● **SHORT PROBLEM**:
Could you write out again the rows from the one containing "of stone wall" through the one containing "[[219, 247, 237, 261]]", both included, keeping the requests as they are but shifting every box coordinate in the answers by -150?

● **Labeled photos with boxes**:
· · · ·

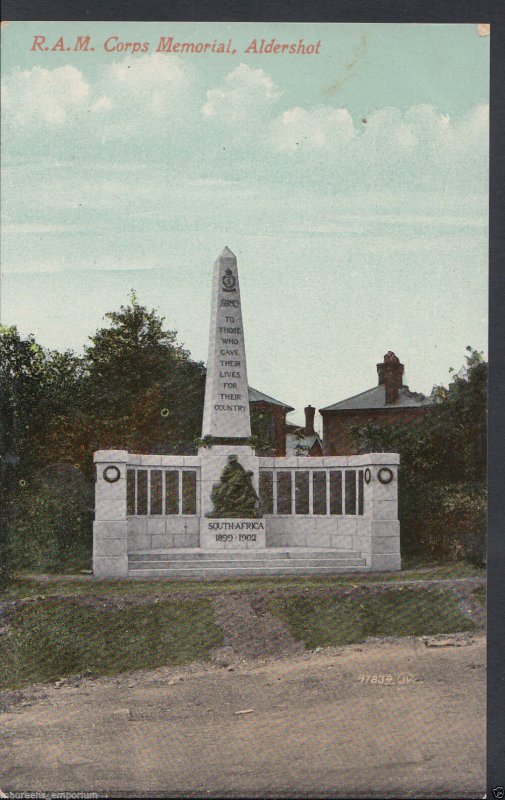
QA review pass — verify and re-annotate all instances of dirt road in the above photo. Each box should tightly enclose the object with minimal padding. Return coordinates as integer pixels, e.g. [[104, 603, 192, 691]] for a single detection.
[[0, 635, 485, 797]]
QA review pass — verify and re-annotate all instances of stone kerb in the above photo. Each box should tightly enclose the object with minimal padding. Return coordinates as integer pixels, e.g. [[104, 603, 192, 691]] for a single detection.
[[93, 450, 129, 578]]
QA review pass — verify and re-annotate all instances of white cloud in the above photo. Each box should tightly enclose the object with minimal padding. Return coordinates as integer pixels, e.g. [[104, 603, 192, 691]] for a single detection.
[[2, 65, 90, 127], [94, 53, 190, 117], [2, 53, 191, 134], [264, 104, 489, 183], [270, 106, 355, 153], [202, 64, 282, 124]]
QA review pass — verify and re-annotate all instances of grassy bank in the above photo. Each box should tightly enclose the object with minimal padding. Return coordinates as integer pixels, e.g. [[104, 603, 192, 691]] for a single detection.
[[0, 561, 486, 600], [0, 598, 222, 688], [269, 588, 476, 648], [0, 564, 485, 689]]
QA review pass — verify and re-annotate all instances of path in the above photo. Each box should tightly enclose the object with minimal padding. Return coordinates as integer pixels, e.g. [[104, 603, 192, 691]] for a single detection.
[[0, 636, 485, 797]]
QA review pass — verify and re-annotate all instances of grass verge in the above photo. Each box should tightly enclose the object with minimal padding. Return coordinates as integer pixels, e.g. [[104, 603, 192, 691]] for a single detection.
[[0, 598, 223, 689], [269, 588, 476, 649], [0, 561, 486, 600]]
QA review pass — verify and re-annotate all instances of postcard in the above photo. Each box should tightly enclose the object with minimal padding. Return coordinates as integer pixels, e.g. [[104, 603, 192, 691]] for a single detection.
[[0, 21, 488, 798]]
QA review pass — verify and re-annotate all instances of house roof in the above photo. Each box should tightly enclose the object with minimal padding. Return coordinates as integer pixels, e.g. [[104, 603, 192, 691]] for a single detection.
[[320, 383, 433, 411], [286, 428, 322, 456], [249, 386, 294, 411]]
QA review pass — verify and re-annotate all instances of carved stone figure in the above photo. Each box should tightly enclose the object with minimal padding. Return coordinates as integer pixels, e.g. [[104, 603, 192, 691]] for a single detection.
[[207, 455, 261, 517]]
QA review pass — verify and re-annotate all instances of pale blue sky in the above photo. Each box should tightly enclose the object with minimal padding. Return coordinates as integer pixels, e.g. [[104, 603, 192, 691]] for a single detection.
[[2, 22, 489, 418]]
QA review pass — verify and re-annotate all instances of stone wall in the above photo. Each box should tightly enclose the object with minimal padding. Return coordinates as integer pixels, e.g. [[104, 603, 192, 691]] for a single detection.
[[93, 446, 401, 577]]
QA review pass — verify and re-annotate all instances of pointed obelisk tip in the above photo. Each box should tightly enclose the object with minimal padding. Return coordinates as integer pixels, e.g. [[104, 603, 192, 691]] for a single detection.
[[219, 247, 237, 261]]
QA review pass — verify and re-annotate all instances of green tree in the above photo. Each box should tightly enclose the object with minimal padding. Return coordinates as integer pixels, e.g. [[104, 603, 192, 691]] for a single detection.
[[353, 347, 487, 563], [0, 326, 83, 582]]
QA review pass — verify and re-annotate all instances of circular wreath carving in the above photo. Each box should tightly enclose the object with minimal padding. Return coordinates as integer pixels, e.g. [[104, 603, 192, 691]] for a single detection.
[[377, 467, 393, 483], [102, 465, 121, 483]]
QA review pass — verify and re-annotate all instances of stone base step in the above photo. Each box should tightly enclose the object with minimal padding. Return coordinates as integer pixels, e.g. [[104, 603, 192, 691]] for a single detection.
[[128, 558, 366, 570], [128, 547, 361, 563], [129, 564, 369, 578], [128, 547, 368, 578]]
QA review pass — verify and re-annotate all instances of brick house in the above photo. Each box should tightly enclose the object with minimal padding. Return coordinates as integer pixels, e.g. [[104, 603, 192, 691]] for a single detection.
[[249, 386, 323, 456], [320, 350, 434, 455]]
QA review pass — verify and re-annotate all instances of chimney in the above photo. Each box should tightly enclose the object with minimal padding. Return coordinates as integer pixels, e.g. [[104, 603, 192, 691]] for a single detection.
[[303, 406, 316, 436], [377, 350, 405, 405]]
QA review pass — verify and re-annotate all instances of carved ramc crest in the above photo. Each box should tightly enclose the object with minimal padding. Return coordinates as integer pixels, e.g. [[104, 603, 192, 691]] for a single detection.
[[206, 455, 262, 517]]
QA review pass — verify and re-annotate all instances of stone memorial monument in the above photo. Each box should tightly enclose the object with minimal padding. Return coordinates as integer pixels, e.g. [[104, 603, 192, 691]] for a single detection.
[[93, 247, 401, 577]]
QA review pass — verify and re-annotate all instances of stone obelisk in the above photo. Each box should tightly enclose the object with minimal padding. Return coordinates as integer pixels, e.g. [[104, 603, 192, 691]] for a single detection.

· · · ·

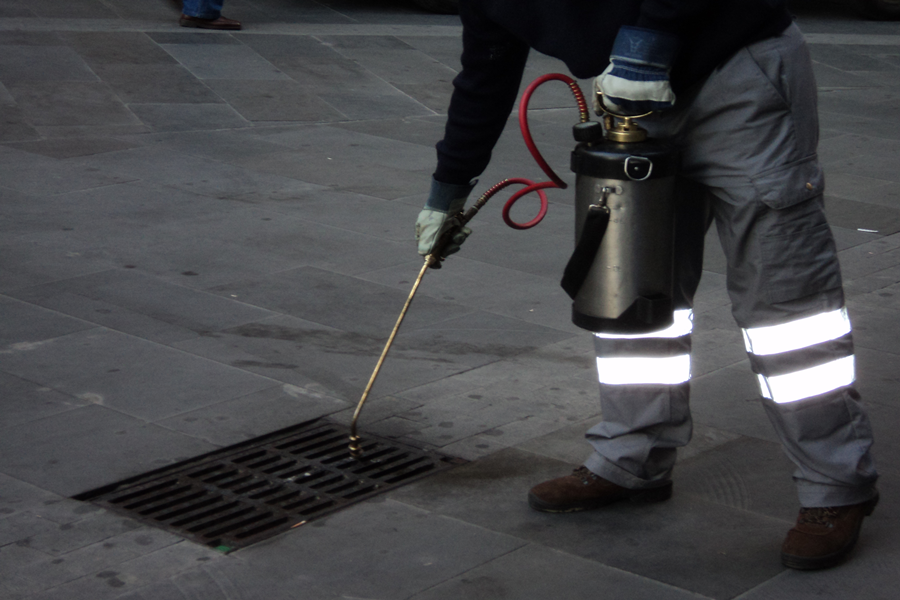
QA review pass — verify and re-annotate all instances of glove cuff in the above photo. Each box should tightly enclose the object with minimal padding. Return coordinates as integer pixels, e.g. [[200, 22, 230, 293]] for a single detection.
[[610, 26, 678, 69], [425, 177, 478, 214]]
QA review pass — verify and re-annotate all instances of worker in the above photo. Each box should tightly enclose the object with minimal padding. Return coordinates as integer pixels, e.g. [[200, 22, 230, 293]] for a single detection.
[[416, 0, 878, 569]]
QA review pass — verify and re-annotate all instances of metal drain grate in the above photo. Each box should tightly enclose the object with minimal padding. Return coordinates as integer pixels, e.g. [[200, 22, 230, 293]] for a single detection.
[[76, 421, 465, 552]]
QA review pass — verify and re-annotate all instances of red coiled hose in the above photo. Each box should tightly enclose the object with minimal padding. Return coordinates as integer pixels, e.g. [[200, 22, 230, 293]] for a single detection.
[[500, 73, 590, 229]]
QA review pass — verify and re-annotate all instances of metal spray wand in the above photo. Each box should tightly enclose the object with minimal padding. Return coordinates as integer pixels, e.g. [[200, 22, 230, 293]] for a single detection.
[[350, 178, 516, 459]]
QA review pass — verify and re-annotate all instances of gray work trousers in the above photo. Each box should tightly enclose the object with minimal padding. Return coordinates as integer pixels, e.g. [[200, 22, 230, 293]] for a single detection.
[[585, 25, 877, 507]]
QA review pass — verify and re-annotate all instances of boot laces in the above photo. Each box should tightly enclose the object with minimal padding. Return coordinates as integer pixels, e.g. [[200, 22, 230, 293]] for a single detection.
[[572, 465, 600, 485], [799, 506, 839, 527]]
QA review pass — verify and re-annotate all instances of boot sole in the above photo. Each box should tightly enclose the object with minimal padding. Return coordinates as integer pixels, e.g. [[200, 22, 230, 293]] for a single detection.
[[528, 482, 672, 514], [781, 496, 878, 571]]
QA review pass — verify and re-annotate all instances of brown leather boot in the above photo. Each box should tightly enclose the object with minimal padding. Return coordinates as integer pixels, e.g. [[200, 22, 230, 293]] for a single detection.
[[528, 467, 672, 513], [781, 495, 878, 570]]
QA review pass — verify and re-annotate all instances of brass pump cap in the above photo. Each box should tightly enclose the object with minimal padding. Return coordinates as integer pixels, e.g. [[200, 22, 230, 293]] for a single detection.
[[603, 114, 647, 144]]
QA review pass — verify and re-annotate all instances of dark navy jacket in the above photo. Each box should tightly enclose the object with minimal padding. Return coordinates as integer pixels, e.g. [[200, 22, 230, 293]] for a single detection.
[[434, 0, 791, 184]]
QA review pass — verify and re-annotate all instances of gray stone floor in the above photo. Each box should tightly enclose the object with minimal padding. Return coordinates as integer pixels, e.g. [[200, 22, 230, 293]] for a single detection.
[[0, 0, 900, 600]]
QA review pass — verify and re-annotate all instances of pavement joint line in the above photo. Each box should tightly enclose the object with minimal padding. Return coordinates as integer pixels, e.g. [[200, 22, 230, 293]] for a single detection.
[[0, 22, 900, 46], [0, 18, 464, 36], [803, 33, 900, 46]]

· · · ·

● **COMPLETED EXERCISE**:
QA review pass — verify and re-annotate all instances of stone wall in the above photo. Each box should tightly enclose the object with minimal padding. Return coordinates as integer pixels, e.g. [[104, 603, 192, 691]] for a single detection.
[[-57, 296, 251, 427]]
QA review pass — verify and re-annotate all instances of pointed obelisk tip in the above photo. Each box should tightly enclose the object with minimal padding. Return coordinates as integer pixels, e.g. [[104, 603, 192, 691]] for a single detection.
[[69, 97, 87, 111]]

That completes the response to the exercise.